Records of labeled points
☆ ☆ ☆
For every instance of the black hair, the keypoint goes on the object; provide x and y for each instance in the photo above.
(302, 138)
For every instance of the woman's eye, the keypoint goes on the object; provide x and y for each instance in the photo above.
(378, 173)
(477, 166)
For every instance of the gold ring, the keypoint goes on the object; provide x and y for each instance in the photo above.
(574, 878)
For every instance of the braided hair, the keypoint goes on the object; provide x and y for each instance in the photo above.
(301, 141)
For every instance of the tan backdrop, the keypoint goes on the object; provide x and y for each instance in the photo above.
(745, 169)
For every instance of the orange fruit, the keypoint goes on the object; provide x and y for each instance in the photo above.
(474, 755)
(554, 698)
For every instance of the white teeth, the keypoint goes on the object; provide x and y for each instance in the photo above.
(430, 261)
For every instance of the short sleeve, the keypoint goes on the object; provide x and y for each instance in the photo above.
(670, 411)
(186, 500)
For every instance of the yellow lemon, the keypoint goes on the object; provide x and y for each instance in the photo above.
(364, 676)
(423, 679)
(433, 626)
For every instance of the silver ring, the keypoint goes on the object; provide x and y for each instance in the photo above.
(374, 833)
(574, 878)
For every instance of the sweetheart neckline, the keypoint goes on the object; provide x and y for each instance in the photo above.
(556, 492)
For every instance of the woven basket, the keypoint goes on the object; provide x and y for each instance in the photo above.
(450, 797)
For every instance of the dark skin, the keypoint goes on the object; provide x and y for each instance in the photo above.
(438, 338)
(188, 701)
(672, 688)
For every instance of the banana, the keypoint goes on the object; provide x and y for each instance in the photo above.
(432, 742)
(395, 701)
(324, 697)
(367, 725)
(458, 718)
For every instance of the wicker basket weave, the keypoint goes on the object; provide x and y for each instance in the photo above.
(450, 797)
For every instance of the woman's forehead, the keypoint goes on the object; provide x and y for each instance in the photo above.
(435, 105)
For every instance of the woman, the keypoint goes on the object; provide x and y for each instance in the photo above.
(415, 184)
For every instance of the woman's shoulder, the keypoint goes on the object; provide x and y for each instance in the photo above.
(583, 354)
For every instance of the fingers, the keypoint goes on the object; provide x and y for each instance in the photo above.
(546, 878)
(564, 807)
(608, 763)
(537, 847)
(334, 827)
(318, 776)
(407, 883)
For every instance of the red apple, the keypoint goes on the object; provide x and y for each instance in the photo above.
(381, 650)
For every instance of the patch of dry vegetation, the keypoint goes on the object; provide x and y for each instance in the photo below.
☆ ☆ ☆
▶ _WORK TO COMPLETE_:
Add 75 to each x and y coordinate in the answers from the line containing "For every instance of the woman's forehead, the" through the end of the entries. Write out that whole stretch again with its requests, both ends included.

▶ _RIGHT ANSWER_:
For every instance of the woman's forehead, the keypoint goes on the object; provide x and y for each instance in the photo above.
(510, 180)
For every instance of the woman, the keypoint goes on the object; provide x and y for each instance in the photo above.
(490, 259)
For every instance of the woman's shoulder, the keypoint goes on the object; provide x and y for each instance in the photo above.
(658, 429)
For every instance of the fingers, the keypoint goes on the object; provide x and y for each instance in the photo above.
(621, 953)
(639, 882)
(683, 838)
(612, 922)
(409, 902)
(393, 851)
(482, 958)
For every instance of the red apple, the keypoint goes on the object; provide x and y for each instance in the photo above.
(456, 725)
For every instance of the patch of dry vegetation, the keypoint goes on the object; provide x and y for each instance in the photo below.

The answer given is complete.